Testo proposto
◆ ◆ ◆ ◆
3.
Elogio del piuccheperfetto: κατελέλυτο
(gennaio-aprile 411)

1.

Sull’attuazione e, prima ancora, sull’avvio della crisi politica ateniese del 411, culminata nella instaurazione di una dittatura oligarchica, l’unico racconto valido – che è anche una cronaca quasi quotidiana – è quello tucidideo. Ora che a Tucidide è stato restituito il ruolo (attestato peraltro da Aristotele)1 di testimone diretto di quella vicenda, il suo racconto diventa il perno.

Essenziale è chiarire la cronologia; e l’essenziale in proposito lo dice Tucidide al passaggio dal XX (412/11) al XXI (411/10) «anno di guerra». Giova qui ricordare che gli «anni di guerra», fondamento del sistema cronologico adottato da Tucidide, non coincidono con gli anni magistratuali, ma vanno dall’inizio della primavera alla fine dell’inverno2.

Al passaggio dal XX al XXI anno, Tucidide precisa (cosa che non fa sempre) che per «inizio» del XXI anno deve intendersi «l’inizio della primavera» (VIII, 61, 1), e che ciò che sta per narrare – ivi compreso l’epilogo della crisi politica ateniese – avveniva «appena incominciata la primavera (ἅμα τῷ ἦρι εὐθὺς ἀρχομένῳ3.
◆ ◆ ◆ ◆
Righe di dati
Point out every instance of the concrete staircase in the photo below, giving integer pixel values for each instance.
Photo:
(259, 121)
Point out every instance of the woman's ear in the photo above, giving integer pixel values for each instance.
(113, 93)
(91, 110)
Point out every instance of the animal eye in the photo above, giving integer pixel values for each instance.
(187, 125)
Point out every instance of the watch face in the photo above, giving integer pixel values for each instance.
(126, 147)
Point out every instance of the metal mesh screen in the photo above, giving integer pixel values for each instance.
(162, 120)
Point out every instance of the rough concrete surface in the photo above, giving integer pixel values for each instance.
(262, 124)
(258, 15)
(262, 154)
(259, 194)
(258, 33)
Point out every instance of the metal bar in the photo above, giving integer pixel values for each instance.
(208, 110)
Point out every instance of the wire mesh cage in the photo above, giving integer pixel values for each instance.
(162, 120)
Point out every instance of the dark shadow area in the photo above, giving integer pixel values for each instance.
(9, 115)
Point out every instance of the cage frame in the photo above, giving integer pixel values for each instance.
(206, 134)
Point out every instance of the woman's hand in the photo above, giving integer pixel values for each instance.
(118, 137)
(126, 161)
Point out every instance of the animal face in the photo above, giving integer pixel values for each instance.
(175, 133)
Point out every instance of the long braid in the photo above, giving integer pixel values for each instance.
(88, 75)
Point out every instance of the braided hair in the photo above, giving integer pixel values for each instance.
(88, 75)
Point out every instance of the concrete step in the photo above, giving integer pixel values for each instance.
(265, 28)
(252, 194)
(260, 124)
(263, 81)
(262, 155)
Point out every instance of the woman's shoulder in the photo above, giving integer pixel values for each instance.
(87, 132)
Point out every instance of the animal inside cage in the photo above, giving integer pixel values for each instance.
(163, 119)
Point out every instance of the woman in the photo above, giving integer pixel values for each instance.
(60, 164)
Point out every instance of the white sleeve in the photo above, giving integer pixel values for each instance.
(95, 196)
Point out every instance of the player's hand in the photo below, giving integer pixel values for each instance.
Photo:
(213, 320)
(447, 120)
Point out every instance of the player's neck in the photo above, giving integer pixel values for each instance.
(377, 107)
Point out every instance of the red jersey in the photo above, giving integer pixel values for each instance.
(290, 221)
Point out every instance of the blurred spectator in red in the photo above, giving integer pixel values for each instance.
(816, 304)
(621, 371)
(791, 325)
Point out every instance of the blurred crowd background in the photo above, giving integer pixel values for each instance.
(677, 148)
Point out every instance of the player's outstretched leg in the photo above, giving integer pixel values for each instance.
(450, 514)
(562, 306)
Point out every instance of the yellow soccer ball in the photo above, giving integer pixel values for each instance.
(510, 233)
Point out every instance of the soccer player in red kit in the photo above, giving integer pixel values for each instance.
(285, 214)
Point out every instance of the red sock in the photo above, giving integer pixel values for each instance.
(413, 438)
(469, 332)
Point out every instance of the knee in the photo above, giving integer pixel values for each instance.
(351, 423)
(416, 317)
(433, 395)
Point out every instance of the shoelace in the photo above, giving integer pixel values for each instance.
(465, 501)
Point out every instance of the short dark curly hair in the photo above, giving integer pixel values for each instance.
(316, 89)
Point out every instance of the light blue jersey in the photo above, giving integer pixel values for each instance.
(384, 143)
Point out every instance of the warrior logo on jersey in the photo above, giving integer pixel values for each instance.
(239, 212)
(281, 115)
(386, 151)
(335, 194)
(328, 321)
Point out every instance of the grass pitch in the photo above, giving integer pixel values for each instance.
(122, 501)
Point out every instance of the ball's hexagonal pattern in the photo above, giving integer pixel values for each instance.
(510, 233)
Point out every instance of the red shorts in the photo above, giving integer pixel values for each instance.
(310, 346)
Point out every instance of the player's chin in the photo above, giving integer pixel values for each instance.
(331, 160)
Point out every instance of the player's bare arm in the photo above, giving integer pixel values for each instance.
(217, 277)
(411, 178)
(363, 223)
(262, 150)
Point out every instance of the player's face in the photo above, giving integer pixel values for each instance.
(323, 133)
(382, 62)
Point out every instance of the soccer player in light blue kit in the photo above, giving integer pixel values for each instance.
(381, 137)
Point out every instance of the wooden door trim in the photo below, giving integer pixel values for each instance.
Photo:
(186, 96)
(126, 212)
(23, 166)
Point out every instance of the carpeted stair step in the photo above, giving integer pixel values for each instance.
◆ ◆ ◆ ◆
Consegna
Riprendi il testo sulla crisi politica ateniese del 411 dal punto in cui si ferma.

Risposta corretta
Gli avvenimenti descritti nei capitoli 61 e 62 (Mileto, Chio) si svolgono dunque nel mese di aprile. Perciò, dato il sincronismo espresso in 63, 3 (dove il racconto ritorna ad Atene, non senza una importante digressione su Taso: 64) anche le vicende ateniesi – a partire dalla seconda venuta di Pisandro e degli altri congiurati in città – hanno inizio in aprile (ὑπὸ τοῦτον τὸν χρόνον).

Il dato principale è che, con il ritorno allo scenario ateniese (63, 3), il racconto comporta un arretramento narrativo (flashback) che riepiloga gli accadimenti in Atene anteriori alla seconda venuta di Pisandro nonché all’inizio del XXI anno. Dunque plausibilmente collocabili in gennaio-marzo del 411.

La frase più importante è: «Circa in quel tempo4 (ὑπὸ τοῦτον τὸν χρόνον) e anche prima (καὶ ἔτι πρότερον) il regime democratico in Atene (ἡ ἐν ταῖς Ἀθήναις δημοκρατία) era stato abbattuto (κατελέλυτο)5» (63, 3).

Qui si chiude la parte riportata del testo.